-------- Items --------

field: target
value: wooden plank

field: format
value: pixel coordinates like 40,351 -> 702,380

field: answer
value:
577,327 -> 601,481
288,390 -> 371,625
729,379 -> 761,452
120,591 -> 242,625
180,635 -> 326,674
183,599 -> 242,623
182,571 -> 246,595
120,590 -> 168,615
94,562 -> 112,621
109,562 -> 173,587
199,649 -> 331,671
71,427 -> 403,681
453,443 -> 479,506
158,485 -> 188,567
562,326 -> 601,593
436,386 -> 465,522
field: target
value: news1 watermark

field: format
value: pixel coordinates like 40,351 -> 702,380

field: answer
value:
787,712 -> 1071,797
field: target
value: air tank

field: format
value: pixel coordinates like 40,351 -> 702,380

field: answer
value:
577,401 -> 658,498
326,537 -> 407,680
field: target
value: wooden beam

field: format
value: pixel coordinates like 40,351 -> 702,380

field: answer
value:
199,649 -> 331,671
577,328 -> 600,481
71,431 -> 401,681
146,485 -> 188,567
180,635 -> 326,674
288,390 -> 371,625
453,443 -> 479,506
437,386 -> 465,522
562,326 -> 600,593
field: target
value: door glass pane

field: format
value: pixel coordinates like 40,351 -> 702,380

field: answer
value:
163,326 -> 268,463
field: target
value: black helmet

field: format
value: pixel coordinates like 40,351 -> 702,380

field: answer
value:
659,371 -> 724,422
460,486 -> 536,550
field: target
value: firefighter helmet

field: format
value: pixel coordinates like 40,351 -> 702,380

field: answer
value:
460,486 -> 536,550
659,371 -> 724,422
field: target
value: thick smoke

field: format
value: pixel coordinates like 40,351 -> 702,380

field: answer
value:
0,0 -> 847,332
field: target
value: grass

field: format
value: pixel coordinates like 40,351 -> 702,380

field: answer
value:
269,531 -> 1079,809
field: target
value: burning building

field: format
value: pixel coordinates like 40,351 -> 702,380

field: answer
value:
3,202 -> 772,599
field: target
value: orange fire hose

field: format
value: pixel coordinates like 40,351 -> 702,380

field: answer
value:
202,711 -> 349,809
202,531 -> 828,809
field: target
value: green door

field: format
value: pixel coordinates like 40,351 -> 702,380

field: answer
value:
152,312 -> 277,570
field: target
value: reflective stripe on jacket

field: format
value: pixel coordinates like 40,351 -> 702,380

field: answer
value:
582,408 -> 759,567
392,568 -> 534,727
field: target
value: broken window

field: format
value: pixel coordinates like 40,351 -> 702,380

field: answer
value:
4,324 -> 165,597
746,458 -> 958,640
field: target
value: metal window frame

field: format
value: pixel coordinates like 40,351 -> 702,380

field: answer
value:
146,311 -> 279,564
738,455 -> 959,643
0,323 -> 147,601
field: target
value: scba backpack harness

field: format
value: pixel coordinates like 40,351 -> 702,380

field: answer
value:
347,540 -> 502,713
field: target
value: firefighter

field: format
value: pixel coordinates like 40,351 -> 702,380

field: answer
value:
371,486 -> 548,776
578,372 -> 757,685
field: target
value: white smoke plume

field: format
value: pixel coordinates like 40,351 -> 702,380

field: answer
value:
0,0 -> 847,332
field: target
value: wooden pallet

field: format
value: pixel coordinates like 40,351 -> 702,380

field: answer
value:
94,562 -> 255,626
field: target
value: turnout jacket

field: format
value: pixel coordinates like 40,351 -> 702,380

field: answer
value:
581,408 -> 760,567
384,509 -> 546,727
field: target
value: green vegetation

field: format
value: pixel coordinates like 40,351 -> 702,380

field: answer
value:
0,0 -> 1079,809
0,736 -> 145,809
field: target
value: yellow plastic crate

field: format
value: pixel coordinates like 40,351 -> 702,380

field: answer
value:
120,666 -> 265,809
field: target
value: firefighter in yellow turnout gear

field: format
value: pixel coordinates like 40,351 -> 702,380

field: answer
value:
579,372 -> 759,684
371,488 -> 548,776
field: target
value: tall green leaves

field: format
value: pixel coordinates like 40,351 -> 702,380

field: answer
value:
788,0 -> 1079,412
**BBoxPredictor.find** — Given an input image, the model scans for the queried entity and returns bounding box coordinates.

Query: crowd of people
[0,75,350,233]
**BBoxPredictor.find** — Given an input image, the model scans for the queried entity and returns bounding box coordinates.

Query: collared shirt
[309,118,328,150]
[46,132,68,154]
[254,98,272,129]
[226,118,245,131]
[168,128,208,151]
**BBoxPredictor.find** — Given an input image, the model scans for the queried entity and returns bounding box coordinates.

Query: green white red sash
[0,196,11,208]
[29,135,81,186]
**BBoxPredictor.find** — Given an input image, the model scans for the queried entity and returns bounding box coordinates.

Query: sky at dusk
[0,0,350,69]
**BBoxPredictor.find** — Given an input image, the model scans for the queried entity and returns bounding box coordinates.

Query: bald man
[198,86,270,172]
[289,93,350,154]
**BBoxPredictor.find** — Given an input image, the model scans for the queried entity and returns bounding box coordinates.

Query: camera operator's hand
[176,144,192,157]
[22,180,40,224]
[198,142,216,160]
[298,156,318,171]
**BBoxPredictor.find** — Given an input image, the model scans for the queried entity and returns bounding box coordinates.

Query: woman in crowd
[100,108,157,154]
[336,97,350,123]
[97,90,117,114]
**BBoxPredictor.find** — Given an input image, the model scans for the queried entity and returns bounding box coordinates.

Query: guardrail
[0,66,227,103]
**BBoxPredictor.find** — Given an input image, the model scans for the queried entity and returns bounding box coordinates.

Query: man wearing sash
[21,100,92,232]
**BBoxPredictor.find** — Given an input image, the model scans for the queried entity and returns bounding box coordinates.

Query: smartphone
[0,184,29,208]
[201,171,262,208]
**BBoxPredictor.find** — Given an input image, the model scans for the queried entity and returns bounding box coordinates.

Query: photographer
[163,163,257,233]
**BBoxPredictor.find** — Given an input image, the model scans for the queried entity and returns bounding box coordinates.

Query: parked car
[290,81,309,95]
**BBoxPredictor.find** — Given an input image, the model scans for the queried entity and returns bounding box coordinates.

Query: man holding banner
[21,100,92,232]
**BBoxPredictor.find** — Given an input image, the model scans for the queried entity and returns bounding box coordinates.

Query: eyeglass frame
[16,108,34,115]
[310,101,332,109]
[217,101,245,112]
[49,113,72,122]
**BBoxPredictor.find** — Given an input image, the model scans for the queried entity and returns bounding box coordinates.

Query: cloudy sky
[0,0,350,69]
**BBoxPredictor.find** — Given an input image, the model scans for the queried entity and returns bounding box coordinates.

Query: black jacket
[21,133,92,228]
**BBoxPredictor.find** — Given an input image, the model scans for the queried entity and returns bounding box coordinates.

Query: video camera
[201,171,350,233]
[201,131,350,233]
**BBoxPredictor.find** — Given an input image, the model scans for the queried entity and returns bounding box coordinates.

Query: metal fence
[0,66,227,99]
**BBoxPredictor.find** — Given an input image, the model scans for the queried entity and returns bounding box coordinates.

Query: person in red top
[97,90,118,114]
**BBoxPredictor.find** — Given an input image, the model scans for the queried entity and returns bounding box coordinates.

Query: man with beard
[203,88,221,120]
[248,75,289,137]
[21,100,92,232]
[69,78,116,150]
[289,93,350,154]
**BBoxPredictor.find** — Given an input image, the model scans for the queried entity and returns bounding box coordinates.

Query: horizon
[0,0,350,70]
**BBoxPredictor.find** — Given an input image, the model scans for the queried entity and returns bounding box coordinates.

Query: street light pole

--------

Copy out the records above word for word, from the very first line down to and including the line that holds "562,326 -> 600,593".

Task answer
field: target
value: wooden plank

field: format
value: pixel coordinates like 40,351 -> 702,380

field: answer
value:
577,327 -> 601,481
288,390 -> 371,625
729,379 -> 761,452
120,591 -> 242,625
180,635 -> 326,674
183,599 -> 242,623
182,571 -> 246,595
120,590 -> 168,615
94,562 -> 112,621
109,562 -> 173,587
199,649 -> 331,671
71,427 -> 403,681
453,443 -> 479,506
158,485 -> 188,567
562,326 -> 601,593
436,386 -> 465,522
field: target
value: news1 watermark

field: format
value: pixel coordinates like 40,351 -> 702,380

field: answer
value:
787,712 -> 1071,797
field: target
value: air tank

field: format
value: pixel coordinates like 40,351 -> 702,380

field: answer
value:
577,401 -> 658,498
326,537 -> 407,680
field: target
value: wooden beam

field: format
value: pixel coordinates like 40,351 -> 702,380

field: answer
value:
199,649 -> 331,671
577,328 -> 600,481
71,431 -> 401,681
146,485 -> 188,567
180,635 -> 326,674
288,390 -> 371,625
453,443 -> 479,506
437,386 -> 465,522
562,326 -> 600,593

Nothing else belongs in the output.